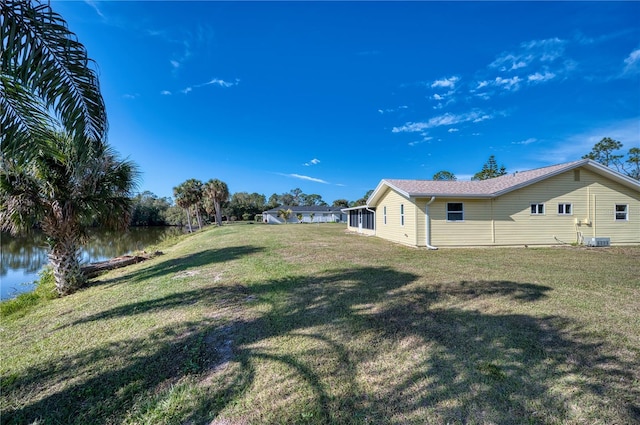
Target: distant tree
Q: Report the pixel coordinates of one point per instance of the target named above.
(285, 214)
(174, 216)
(242, 203)
(634, 163)
(444, 176)
(363, 200)
(148, 209)
(46, 81)
(604, 152)
(273, 202)
(287, 199)
(297, 196)
(217, 192)
(490, 170)
(184, 201)
(64, 194)
(310, 200)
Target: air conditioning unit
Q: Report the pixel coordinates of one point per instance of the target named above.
(597, 241)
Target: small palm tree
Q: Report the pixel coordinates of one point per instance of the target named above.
(216, 192)
(65, 193)
(45, 73)
(285, 214)
(183, 201)
(189, 195)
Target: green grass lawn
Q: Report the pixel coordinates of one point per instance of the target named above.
(309, 324)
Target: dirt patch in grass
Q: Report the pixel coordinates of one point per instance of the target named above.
(310, 325)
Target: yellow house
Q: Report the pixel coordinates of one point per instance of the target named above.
(580, 202)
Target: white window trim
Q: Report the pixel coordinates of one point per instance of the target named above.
(626, 212)
(537, 204)
(564, 204)
(455, 212)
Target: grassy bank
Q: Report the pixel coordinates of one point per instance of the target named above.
(309, 324)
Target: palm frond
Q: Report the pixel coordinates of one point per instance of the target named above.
(25, 121)
(42, 54)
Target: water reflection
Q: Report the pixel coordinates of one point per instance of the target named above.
(23, 257)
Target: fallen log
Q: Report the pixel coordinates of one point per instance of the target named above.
(95, 269)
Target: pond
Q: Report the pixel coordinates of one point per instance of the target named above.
(23, 257)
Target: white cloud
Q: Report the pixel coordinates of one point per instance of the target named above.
(311, 179)
(525, 142)
(219, 82)
(632, 63)
(389, 110)
(546, 50)
(512, 83)
(538, 77)
(572, 147)
(95, 7)
(445, 82)
(213, 81)
(442, 120)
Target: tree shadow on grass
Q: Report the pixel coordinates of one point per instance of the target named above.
(163, 268)
(399, 350)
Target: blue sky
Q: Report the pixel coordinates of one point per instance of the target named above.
(331, 97)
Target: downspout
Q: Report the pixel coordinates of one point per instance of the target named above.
(427, 229)
(374, 217)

···

**AIM**
Please rewrite the records above with every "pixel coordinates" replaced by "image coordinates", leaving all else unchanged and omitting the pictures.

**SOLUTION BELOW**
Target: distant tree
Q: Report the image coordinates of one point per instance of the target named above.
(285, 214)
(174, 216)
(242, 203)
(634, 163)
(444, 176)
(363, 200)
(148, 209)
(46, 81)
(604, 152)
(273, 202)
(287, 199)
(297, 196)
(217, 192)
(490, 170)
(184, 201)
(64, 194)
(310, 200)
Target: air conditioning unit
Q: Report the image coordinates of one point per instance of the target named above.
(597, 241)
Target: small palm tree
Q: Report the image coordinates of one point per instance of the target named above.
(216, 192)
(65, 193)
(45, 73)
(285, 214)
(183, 201)
(189, 195)
Target: green grass lawn
Q: Report the image coordinates of one point per instance of the target named above.
(309, 324)
Target: dirt patch in grass
Q: Report the image coordinates of one point per instance of the target named above.
(310, 325)
Target: yellow house
Q: Report the image coordinates of one point per instance of the target named above.
(580, 202)
Target: white window trim
Q: Report the image coordinates of one point per instance of the target named above.
(626, 212)
(537, 204)
(564, 204)
(455, 212)
Target: grassy bank
Q: Report the image coordinates of one point per instance of the target named above.
(309, 324)
Target: palm frond
Q: Report the image coordinates of one point per instance of the target named above.
(25, 121)
(42, 54)
Target: water reflection
Q: Report the image coordinates of one point per instance of the target named above.
(23, 257)
Target: fallen log
Q: Report the image coordinates of one point per instance of the target named above.
(95, 269)
Target: pond
Q: Report the image coordinates of one point per instance of the target named above.
(23, 257)
Target: white cloud
Q: Report the image coordinates of one point per instance of the target named above.
(311, 179)
(525, 142)
(219, 82)
(632, 63)
(389, 110)
(546, 50)
(512, 83)
(538, 77)
(572, 147)
(95, 7)
(445, 82)
(213, 81)
(442, 120)
Target: tree shadow on grass
Q: Report the image coordinates of one point per instance of the target named above.
(163, 268)
(399, 350)
Target: blue sky
Q: Report the image coordinates of one point per instance of the target named above.
(331, 97)
Target: downspout
Q: Report the image coordinates of one point per instance of the target named above.
(427, 229)
(374, 217)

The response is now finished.